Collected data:
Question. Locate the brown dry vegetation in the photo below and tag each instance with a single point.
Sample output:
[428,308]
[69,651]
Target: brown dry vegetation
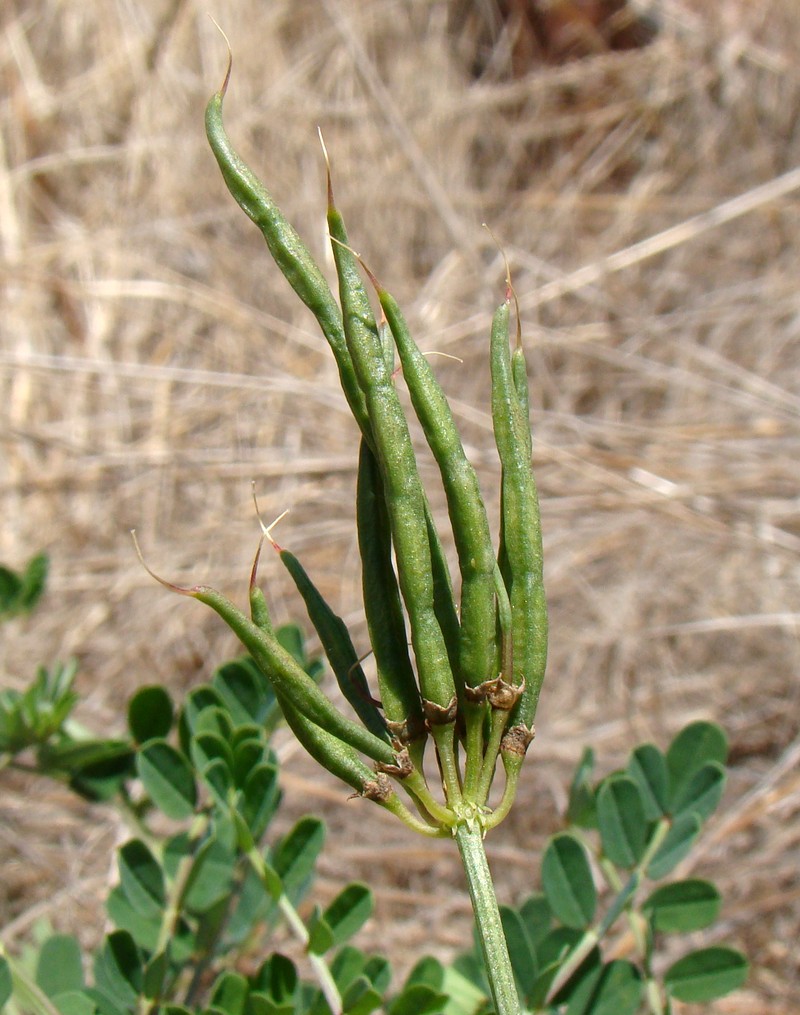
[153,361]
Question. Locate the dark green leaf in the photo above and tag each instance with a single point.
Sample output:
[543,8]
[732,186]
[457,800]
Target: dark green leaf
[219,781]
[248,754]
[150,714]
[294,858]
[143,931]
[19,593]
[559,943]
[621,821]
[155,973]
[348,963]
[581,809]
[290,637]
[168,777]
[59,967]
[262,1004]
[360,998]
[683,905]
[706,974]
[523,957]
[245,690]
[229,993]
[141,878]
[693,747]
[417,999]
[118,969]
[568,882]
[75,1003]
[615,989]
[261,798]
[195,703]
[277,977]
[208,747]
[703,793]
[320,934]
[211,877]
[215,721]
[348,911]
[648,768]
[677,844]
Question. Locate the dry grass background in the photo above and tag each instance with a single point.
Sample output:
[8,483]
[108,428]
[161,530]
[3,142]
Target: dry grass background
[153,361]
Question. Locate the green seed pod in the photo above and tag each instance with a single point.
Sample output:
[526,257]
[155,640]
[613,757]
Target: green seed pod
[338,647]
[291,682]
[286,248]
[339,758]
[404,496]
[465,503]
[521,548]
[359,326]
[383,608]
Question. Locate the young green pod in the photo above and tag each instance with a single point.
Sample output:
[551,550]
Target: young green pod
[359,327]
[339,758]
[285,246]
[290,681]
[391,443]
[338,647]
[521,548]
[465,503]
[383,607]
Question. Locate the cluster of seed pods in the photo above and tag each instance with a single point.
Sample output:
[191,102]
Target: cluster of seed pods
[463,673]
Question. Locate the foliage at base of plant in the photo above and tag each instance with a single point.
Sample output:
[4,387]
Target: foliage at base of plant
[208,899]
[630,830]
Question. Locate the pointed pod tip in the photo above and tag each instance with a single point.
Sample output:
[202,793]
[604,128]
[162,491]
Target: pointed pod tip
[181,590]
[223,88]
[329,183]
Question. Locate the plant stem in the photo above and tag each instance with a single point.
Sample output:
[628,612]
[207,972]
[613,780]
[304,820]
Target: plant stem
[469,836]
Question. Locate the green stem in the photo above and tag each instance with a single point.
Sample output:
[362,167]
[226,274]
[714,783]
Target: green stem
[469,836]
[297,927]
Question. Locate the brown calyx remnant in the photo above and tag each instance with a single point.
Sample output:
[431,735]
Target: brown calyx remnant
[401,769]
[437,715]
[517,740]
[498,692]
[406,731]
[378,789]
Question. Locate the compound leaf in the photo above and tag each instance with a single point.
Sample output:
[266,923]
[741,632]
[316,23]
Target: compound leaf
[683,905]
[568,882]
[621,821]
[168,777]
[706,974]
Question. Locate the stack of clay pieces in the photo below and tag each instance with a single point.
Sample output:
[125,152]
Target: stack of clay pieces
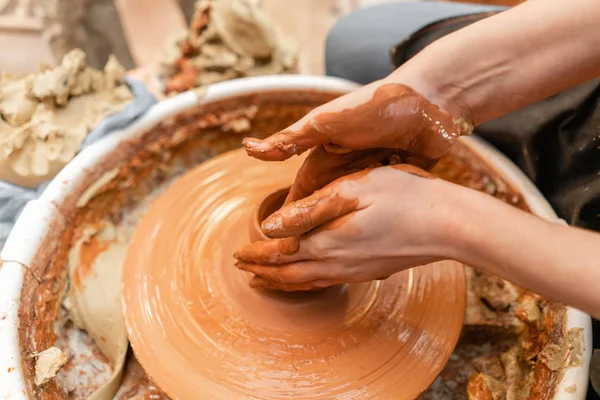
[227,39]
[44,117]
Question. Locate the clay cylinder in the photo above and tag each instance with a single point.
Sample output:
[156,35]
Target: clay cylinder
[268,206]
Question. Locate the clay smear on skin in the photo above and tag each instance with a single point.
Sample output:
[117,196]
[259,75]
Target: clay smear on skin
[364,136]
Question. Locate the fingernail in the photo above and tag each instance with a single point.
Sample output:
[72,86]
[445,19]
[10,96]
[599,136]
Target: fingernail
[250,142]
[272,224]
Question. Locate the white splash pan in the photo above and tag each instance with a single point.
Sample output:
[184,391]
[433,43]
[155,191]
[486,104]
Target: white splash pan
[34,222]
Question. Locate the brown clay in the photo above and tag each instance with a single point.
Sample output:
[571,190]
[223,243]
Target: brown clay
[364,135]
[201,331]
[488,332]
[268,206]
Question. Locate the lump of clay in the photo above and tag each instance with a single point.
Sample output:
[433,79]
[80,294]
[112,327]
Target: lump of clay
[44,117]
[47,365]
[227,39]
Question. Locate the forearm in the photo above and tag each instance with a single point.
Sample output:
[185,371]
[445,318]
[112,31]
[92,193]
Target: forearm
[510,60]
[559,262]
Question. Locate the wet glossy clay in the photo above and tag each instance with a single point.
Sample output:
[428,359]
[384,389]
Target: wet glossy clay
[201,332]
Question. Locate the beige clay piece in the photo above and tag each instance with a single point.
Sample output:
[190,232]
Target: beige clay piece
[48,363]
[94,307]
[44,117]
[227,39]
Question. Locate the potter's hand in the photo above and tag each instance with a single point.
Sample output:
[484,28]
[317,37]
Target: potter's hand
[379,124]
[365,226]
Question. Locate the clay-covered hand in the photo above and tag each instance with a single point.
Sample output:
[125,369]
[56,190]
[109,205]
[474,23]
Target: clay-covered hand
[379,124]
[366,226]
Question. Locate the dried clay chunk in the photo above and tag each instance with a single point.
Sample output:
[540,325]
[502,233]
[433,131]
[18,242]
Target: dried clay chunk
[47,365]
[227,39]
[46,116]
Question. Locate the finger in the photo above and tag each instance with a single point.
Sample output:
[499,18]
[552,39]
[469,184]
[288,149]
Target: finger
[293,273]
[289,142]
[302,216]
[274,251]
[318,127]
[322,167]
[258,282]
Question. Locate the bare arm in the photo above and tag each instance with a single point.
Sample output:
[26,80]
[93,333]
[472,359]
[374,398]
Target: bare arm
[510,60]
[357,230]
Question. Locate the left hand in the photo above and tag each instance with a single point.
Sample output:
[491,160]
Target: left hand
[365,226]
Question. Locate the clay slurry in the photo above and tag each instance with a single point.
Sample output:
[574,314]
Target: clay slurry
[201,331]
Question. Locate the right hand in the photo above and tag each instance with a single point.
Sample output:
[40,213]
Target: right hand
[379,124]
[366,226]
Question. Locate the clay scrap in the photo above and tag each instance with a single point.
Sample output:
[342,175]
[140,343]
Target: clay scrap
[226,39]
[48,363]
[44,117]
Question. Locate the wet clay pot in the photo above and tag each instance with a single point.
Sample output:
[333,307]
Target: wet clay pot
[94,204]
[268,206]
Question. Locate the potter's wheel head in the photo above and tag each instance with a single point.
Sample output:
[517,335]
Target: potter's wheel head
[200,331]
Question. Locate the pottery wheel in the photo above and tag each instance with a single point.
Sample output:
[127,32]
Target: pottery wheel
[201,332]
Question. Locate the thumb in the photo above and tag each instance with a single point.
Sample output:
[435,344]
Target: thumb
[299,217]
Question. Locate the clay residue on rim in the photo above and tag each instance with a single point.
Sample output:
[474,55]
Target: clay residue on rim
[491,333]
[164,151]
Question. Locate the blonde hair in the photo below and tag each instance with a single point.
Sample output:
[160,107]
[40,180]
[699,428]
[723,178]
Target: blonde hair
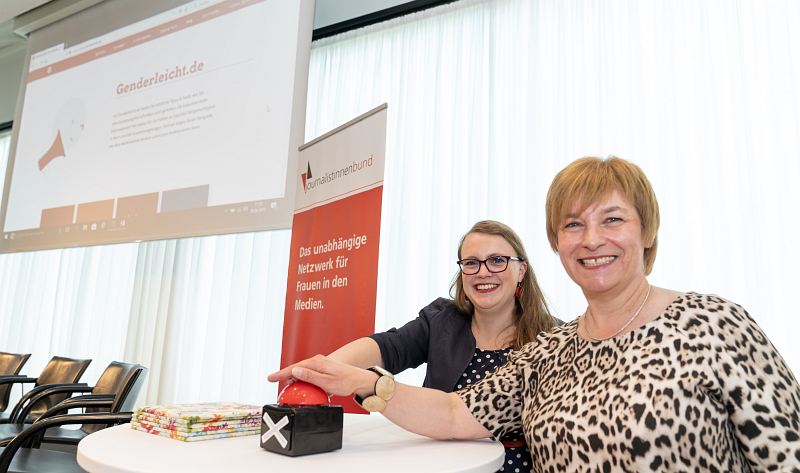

- Task description
Ignore the images and quote every line of the listing exactly.

- Result
Question. Locate the brown dry vegetation in the photo below and tag each instance with a single point.
Sample output:
[428,308]
[69,651]
Target: brown dry vegetation
[153,361]
Question. Locate the dark green leaf in the photo above and tag each instance with a single point.
Sample output:
[543,8]
[732,186]
[457,800]
Target: dark green leaf
[219,781]
[248,754]
[150,714]
[294,858]
[143,931]
[19,593]
[559,943]
[621,821]
[155,973]
[348,963]
[581,809]
[290,637]
[168,777]
[59,967]
[262,1004]
[360,998]
[683,905]
[706,974]
[523,957]
[245,690]
[229,993]
[141,878]
[693,747]
[417,999]
[118,969]
[568,882]
[75,1003]
[615,989]
[261,798]
[195,703]
[277,977]
[208,747]
[703,793]
[320,934]
[211,877]
[215,721]
[348,911]
[648,768]
[677,844]
Question. Locate the dry grass background in the photo above and tag each instance with a single point.
Sample output:
[8,483]
[108,428]
[161,530]
[3,142]
Target: dry grass background
[153,361]
Question. Locate the green seed pod in the photo above and tag each instance with a single point.
Sample output:
[526,257]
[155,640]
[613,757]
Target: green seed pod
[338,647]
[291,682]
[286,248]
[339,758]
[404,496]
[465,503]
[521,548]
[359,326]
[383,608]
Question. Locate the young green pod in the photo above and tag each instance with a single point.
Sample output:
[551,550]
Target: young green pod
[359,327]
[339,758]
[285,246]
[290,681]
[391,443]
[338,647]
[521,548]
[465,503]
[383,607]
Question. Locate the cluster of seed pods in the photo above and tag each instance with a single point.
Sample output:
[191,102]
Target: cluster of seed pods
[463,673]
Question. Locate the foliage at base of plant in the photo above and tag each instance with a single point.
Sample output:
[4,387]
Target: foliage at base of plant
[208,899]
[630,830]
Question. Locate the pointed pod tip in the photo above and tag each instance with a single point.
Sample output:
[202,793]
[604,128]
[162,491]
Target: pointed pod tip
[181,590]
[223,88]
[329,183]
Question. Locate the plant stem in the photo above and tag each instance with a single point.
Sample output:
[628,612]
[207,972]
[613,780]
[304,820]
Target: plant stem
[469,836]
Question. Locate the green stem in the photo above and tag each instance with a single point.
Sample output:
[362,167]
[226,274]
[714,783]
Target: green stem
[469,836]
[297,927]
Question. Locate the brown calyx remnant in the photo above and tag each instance with a single point.
Sample output:
[431,735]
Target: brown calyx remnant
[401,769]
[437,715]
[517,740]
[498,692]
[406,731]
[378,789]
Question. Locate the compound leaf in the photo above and tag each instance with a single point.
Sample output:
[266,923]
[741,632]
[316,23]
Target: compound leaf
[683,905]
[568,882]
[621,821]
[168,777]
[706,974]
Question. Locate the stack of clay pieces in the photo below and tag each instance with a single point.
Sample output:
[125,152]
Target: stack of clay pieces
[227,39]
[44,117]
Question. Locate the clay cylinder in the photo above and tag each instance with a single point.
Sample output:
[156,35]
Target: clay cylinder
[268,206]
Question. Locate the clay smear on skin in the photo above and tag each instance with a single point.
Sample output:
[117,196]
[259,75]
Target: clay smear on skin
[364,136]
Question. Locate the fingernail in the photo above and tag each instance with a single point.
Sample output:
[72,86]
[445,19]
[10,96]
[599,136]
Target: fingernail
[250,142]
[272,224]
Question. Locate the white splash pan in the photo above and tag each instance with a single point.
Sample output:
[184,391]
[433,43]
[155,191]
[486,104]
Target: white splash pan
[34,222]
Question. Locate the brown clay in the photo above and tag each instance with a single point.
Sample output:
[571,190]
[223,243]
Target: brown clay
[364,135]
[201,331]
[488,332]
[268,206]
Question. Locate the lump of clay in the photo above and tag each instance with a single point.
Sample output:
[433,79]
[80,294]
[112,327]
Target: lump of clay
[44,117]
[47,365]
[227,39]
Question. Locate the forearm in the photo above and tag each instance with a single point.
Sample output:
[185,371]
[445,318]
[112,31]
[92,193]
Target: forearm
[510,60]
[559,262]
Question. Locate the wet glossy clay in the photo above and tag each instance with a single point.
Sample output:
[428,359]
[384,389]
Target: wet glossy clay
[201,332]
Question. Locate the beige clay piece in the photo above and tag each instance with a single point.
Sample output:
[190,232]
Target: beige clay piece
[48,363]
[94,307]
[44,117]
[227,39]
Question. Locate the potter's hand in the photo above and tag each instance with a single point.
Sample output:
[484,28]
[317,37]
Target: potter's hand
[379,124]
[365,226]
Question. Locate the clay-covered hand in the photo above and tag each instance with a single point.
Sample output:
[125,369]
[56,190]
[109,205]
[474,23]
Target: clay-covered hand
[379,124]
[366,226]
Question. Locate the dried clay chunk in the photo above and tag each instance with a single point.
Sample output:
[540,325]
[502,233]
[433,131]
[18,242]
Target: dried clay chunk
[47,365]
[227,39]
[46,116]
Question. Locate the finger in the photo above and tag each instance with a single point.
Sample output:
[499,18]
[552,39]
[469,184]
[288,149]
Target: finger
[293,273]
[289,142]
[302,216]
[274,251]
[318,127]
[322,167]
[258,282]
Question. Locate the bare arm in the photo above and tag each instance with a single point.
Sample output:
[26,80]
[93,333]
[472,359]
[374,398]
Target: bare arm
[510,60]
[357,230]
Question. Locate the left hand in the photo above and tag each instance with a single point.
Sample output:
[491,160]
Target: left hand
[365,226]
Question. Locate the clay slurry in the photo above and tag each instance with a single point.
Sample output:
[574,314]
Target: clay slurry
[201,331]
Question. Locate the right hand in the photo above and tag each instance with a single point.
Sample output:
[40,213]
Target: right hand
[379,124]
[366,226]
Question. Locate the clay scrap in the photo above and tag each instance with a single point.
Sample output:
[342,175]
[140,343]
Target: clay scrap
[226,39]
[48,363]
[44,117]
Question. Locate the wet clay pot in the photo above and tag each instance with a single point.
Sample output:
[333,307]
Target: wet clay pot
[94,204]
[268,206]
Question. Locate the potter's wheel head in the photo above and tag each instance with a single point.
Sample output:
[517,335]
Target: potter's wheel head
[200,331]
Question. Locate the pottery wheel in the photo above and tag each instance with a single point.
Sample output:
[127,32]
Target: pottery wheel
[201,332]
Question. Locate the thumb in the photo above and tag each instance with a single point.
Sample output:
[435,344]
Target: thumb
[299,217]
Question. Locate the clay residue on rim in the photo above and tag each instance with a single point.
Sample output:
[474,55]
Target: clay residue on rim
[491,333]
[164,151]
Question. Locate the blonde hair in the photo below and tag each instance with a single point.
Sample output:
[160,107]
[40,180]
[699,428]
[723,178]
Target: blonde hair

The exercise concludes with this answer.